WORK ORDER »
In the entries below, find the line with "box: [111, 234, 157, 249]" and the line with "positive clicks: (405, 96)". Return those two lines and all lines between them, exactly.

GIVEN RECORDS: Begin

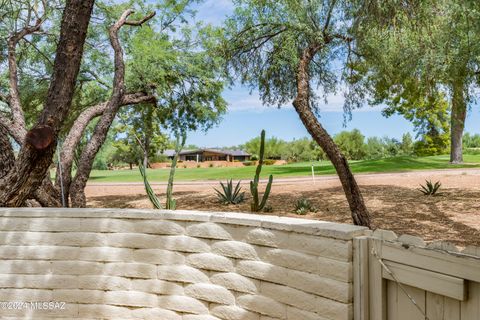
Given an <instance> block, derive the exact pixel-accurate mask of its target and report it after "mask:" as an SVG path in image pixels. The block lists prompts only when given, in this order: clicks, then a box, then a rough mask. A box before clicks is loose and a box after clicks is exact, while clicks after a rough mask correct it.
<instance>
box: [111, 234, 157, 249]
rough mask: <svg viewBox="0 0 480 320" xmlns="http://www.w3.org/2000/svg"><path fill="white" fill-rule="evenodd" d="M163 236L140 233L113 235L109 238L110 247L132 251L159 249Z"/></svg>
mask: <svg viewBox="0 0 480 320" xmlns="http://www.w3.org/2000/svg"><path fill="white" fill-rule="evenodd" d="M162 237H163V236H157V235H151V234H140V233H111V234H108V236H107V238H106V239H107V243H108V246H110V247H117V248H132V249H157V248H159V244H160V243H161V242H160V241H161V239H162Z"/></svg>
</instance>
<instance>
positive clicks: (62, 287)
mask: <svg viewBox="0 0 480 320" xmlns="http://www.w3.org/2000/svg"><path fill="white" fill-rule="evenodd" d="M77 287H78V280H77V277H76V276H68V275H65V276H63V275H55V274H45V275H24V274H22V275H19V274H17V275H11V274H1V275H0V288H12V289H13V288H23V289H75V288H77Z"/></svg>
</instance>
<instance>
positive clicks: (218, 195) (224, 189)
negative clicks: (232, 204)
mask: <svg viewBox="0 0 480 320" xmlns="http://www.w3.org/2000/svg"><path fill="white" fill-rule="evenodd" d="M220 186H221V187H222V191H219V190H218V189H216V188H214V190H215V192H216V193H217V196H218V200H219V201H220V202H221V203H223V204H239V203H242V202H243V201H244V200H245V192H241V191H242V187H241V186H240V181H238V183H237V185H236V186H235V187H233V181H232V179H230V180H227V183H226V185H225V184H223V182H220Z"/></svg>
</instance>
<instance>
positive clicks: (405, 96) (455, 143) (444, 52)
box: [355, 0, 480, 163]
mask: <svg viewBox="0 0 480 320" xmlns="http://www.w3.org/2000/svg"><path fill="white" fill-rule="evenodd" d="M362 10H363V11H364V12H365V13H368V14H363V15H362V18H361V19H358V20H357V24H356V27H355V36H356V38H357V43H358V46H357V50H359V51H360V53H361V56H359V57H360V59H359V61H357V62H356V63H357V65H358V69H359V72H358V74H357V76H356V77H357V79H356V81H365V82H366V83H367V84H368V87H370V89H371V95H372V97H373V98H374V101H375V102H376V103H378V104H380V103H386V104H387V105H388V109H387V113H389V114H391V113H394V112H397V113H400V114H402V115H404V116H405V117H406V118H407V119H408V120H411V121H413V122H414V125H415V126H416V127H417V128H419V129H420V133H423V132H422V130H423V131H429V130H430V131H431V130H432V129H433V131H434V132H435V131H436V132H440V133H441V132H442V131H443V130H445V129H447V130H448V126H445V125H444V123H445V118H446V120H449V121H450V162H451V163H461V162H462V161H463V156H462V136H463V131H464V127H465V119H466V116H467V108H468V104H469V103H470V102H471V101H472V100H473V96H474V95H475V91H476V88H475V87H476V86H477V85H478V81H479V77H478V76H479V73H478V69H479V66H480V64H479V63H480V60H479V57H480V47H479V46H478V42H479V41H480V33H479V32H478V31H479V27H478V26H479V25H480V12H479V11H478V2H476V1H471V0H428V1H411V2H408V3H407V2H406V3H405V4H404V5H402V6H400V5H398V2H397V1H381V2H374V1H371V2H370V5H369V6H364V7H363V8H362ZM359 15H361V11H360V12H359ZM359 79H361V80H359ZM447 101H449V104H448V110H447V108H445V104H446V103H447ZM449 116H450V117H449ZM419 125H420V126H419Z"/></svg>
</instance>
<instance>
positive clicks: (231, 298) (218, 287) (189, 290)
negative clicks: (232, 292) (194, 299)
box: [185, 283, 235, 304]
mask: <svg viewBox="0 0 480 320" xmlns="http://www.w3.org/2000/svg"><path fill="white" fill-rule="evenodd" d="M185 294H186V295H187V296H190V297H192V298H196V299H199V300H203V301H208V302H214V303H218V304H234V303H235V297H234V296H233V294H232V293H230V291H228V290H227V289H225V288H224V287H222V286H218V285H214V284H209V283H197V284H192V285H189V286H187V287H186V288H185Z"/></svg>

GIVEN RECORDS: End
GIVEN RECORDS: Begin

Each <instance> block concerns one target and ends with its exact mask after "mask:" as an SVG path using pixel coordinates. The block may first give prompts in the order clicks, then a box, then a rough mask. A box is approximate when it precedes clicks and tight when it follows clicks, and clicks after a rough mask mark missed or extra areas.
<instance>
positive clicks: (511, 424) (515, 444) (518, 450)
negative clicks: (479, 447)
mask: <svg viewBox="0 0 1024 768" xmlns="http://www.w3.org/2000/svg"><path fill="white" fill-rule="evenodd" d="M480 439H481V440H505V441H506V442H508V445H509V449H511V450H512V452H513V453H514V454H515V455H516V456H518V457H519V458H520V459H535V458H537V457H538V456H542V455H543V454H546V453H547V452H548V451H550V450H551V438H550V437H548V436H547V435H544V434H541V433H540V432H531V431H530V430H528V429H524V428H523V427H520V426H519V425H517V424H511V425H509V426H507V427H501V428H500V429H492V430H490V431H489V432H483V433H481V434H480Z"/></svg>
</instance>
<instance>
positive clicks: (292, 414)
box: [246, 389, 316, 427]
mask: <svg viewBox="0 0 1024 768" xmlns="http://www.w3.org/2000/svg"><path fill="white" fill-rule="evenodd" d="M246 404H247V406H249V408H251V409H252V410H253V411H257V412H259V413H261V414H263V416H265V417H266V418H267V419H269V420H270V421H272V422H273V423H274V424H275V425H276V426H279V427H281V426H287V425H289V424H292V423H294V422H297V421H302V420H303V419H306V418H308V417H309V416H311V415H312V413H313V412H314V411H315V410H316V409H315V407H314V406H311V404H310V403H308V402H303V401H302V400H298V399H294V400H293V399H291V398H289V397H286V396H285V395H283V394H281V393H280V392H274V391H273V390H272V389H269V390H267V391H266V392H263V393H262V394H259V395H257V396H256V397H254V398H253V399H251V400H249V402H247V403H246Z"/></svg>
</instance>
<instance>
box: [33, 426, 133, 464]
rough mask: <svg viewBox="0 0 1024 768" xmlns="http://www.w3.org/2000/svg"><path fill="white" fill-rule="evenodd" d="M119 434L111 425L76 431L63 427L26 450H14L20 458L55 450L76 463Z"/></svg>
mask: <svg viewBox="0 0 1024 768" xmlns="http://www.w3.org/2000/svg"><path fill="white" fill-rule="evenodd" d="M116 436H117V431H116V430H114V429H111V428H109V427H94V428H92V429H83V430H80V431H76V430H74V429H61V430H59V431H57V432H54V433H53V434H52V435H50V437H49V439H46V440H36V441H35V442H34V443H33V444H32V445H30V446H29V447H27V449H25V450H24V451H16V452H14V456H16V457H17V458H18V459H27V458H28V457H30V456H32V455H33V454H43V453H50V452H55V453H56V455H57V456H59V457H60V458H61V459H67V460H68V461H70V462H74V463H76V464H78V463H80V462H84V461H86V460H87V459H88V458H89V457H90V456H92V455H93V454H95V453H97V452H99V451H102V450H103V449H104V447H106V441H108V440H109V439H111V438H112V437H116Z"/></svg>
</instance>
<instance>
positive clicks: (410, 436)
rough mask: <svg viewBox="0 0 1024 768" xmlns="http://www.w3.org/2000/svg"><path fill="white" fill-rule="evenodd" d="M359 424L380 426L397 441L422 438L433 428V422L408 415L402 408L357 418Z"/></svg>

GIVEN RECORDS: End

RESULT BELOW »
box: [111, 234, 157, 249]
rough mask: <svg viewBox="0 0 480 320" xmlns="http://www.w3.org/2000/svg"><path fill="white" fill-rule="evenodd" d="M163 236L140 233L113 235L109 238L110 247L132 251L159 249Z"/></svg>
mask: <svg viewBox="0 0 480 320" xmlns="http://www.w3.org/2000/svg"><path fill="white" fill-rule="evenodd" d="M162 237H163V236H157V235H151V234H140V233H111V234H108V236H107V238H106V239H107V243H108V246H110V247H117V248H132V249H157V248H159V244H160V243H161V242H160V241H161V239H162Z"/></svg>
</instance>
<instance>
positive clicks: (62, 287)
mask: <svg viewBox="0 0 480 320" xmlns="http://www.w3.org/2000/svg"><path fill="white" fill-rule="evenodd" d="M77 287H78V280H77V277H76V276H68V275H65V276H63V275H55V274H45V275H24V274H22V275H19V274H17V275H11V274H1V275H0V288H12V289H13V288H23V289H75V288H77Z"/></svg>
</instance>
<instance>
positive clicks: (218, 195) (224, 189)
negative clicks: (232, 204)
mask: <svg viewBox="0 0 480 320" xmlns="http://www.w3.org/2000/svg"><path fill="white" fill-rule="evenodd" d="M220 186H221V187H222V191H219V190H218V189H216V188H214V190H215V192H216V193H217V196H218V200H219V201H220V202H221V203H223V204H239V203H242V202H243V201H244V200H245V192H241V191H242V187H241V186H240V181H238V183H237V185H236V186H235V187H233V181H232V179H230V180H227V183H226V185H225V184H223V182H220Z"/></svg>
</instance>
<instance>
positive clicks: (405, 96) (455, 143) (444, 52)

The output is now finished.